◆ **WRITTEN INSTRUCTION**
Render the part of the material that opens with the line containing "If you could tag the mask" and runs through the final line of the material as a JSON list of strings, one string for each line, with blank lines omitted.

──────── INFORMATION PROVIDED

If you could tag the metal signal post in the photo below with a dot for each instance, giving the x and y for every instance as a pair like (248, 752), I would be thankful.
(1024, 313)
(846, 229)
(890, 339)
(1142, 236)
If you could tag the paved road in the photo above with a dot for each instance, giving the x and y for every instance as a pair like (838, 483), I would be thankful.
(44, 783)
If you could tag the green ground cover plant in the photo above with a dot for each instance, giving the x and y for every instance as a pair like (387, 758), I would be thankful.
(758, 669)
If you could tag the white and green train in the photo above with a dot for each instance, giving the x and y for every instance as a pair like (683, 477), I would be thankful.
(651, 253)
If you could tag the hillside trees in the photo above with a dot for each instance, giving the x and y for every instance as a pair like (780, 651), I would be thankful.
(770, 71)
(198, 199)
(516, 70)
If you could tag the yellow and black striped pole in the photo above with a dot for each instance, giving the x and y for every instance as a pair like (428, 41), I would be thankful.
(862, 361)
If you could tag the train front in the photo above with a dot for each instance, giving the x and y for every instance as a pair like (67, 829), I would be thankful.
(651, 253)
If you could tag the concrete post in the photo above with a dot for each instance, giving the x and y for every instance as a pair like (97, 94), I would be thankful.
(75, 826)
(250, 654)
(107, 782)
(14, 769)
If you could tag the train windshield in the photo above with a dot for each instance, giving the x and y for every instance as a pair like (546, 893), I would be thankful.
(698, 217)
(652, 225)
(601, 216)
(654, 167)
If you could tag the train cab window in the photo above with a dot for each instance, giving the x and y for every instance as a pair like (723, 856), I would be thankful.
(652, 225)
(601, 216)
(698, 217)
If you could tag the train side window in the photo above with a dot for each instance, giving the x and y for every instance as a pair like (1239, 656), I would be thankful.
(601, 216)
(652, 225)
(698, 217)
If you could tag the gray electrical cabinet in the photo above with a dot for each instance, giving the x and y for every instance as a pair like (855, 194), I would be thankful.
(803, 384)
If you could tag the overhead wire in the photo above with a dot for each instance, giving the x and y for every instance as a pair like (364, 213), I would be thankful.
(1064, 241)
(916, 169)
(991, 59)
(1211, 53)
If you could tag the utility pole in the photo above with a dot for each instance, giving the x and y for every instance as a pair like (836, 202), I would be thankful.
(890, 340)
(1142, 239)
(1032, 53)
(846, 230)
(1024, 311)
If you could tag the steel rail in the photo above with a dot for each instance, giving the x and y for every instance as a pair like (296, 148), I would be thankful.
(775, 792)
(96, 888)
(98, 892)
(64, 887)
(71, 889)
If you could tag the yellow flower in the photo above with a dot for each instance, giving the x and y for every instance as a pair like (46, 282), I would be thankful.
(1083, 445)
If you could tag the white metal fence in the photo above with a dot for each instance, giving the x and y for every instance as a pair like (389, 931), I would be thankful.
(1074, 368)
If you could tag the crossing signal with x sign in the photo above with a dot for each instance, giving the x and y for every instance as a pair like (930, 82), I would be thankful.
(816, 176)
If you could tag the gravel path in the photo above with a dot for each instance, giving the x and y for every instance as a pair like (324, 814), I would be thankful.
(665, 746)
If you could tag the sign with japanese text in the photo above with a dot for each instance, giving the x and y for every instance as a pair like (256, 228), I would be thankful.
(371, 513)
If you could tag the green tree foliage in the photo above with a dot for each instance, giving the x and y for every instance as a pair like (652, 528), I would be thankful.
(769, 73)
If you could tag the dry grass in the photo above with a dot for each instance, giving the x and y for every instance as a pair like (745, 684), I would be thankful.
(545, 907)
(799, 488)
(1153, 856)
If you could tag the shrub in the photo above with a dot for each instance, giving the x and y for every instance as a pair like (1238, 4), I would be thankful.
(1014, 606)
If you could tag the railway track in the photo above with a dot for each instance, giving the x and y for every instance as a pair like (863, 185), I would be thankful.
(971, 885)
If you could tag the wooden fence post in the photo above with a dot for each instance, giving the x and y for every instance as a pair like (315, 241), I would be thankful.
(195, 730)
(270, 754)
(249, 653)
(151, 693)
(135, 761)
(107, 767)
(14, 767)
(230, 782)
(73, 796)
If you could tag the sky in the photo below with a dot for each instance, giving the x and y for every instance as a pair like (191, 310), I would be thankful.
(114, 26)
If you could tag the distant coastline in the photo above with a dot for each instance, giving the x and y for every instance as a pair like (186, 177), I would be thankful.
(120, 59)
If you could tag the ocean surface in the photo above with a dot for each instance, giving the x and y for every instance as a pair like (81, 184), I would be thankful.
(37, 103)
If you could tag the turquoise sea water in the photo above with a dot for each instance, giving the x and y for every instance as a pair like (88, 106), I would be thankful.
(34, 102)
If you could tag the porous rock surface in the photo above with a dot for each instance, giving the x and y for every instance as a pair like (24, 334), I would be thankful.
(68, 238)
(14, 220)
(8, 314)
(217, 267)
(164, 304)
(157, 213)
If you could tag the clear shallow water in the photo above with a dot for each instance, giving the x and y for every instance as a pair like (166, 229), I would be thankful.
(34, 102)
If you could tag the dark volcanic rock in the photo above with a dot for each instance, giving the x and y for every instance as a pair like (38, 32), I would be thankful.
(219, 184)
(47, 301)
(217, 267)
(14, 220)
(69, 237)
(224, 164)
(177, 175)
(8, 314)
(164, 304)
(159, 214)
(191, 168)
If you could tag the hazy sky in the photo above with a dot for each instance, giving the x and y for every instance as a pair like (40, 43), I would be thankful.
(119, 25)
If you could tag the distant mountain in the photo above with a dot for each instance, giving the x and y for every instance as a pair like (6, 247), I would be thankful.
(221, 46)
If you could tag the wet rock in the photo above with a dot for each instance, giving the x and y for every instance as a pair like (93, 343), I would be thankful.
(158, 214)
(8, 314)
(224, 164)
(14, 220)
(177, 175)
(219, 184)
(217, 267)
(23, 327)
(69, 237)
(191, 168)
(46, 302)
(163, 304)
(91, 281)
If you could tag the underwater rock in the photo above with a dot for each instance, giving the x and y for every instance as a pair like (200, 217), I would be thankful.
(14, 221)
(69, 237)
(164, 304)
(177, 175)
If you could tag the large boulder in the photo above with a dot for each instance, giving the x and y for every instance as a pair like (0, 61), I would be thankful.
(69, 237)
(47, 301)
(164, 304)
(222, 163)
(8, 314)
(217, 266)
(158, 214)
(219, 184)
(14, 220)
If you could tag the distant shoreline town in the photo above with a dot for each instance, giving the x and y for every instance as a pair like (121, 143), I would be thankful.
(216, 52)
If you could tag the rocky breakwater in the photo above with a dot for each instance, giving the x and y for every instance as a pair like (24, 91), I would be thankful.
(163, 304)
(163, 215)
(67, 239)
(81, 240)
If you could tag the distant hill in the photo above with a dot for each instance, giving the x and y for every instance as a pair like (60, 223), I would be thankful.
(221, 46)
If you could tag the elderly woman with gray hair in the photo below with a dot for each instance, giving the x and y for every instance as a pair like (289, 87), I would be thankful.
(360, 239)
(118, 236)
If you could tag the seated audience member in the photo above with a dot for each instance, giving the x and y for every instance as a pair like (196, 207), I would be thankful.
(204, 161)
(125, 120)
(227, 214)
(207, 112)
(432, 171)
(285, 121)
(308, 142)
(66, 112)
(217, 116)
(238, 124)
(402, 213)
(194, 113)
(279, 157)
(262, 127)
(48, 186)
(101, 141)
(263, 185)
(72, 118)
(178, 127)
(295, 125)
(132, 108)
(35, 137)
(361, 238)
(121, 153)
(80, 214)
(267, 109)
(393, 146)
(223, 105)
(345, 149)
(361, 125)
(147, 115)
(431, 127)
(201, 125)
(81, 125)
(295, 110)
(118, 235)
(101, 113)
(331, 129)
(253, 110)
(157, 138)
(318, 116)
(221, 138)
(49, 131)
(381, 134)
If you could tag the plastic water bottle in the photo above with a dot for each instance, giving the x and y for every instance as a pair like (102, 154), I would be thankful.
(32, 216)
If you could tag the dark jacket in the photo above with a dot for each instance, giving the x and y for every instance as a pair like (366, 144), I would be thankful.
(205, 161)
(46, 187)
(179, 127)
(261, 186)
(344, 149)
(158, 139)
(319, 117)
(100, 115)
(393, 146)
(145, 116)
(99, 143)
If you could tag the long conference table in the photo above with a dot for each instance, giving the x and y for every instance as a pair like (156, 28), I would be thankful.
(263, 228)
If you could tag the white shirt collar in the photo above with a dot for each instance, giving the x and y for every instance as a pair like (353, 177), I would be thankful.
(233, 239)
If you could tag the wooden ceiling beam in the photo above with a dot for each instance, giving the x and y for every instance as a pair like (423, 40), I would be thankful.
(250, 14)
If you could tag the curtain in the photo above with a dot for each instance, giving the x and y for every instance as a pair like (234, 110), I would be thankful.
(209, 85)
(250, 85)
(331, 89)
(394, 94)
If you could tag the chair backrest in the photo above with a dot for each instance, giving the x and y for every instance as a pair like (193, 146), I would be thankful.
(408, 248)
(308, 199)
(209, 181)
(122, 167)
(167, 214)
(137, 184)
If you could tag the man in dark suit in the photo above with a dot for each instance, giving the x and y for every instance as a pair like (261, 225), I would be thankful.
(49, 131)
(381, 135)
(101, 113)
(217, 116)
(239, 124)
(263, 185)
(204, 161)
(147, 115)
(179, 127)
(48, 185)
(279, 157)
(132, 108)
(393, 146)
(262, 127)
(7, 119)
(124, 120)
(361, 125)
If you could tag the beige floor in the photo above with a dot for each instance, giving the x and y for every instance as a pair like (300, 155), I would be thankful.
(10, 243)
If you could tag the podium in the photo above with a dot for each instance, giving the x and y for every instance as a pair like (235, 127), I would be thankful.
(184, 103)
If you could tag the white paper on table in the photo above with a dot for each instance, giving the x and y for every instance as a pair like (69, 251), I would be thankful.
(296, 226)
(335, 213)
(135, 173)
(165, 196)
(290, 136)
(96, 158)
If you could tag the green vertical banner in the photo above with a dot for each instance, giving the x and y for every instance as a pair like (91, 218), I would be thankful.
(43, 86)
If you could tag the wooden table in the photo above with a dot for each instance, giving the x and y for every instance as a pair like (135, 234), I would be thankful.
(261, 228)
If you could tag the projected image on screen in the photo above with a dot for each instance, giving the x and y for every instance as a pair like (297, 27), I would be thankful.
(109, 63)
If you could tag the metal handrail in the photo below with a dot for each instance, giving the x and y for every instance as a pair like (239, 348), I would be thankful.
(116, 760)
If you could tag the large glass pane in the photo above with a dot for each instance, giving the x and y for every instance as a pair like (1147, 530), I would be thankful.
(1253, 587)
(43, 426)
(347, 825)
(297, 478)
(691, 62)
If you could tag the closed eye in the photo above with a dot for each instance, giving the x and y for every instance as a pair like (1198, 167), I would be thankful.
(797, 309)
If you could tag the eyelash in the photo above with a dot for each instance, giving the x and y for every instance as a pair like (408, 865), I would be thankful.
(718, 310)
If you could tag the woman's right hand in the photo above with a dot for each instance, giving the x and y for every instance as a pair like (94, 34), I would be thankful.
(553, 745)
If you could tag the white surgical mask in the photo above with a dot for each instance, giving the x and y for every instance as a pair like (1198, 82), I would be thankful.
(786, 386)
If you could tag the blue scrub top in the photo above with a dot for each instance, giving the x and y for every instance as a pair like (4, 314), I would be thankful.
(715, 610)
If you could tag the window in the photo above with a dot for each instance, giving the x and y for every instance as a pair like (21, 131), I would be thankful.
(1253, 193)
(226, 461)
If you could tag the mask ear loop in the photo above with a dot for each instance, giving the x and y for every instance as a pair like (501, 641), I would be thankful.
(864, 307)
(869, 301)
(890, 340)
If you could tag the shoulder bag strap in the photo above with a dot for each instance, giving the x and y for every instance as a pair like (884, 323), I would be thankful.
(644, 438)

────────────────

◆ **COMPLETED TASK**
[
  "If you could tag the mask ear loop in the photo above with a dot for each instance, giving the x and y for every instance as a pair like (501, 641), I would be thankful.",
  "(864, 307)",
  "(869, 301)",
  "(890, 340)",
  "If you could tag the shoulder bag strap in the photo above with a dot for each instance, giving the x and y for every instance as a pair like (884, 323), I would be thankful.",
  "(644, 438)"
]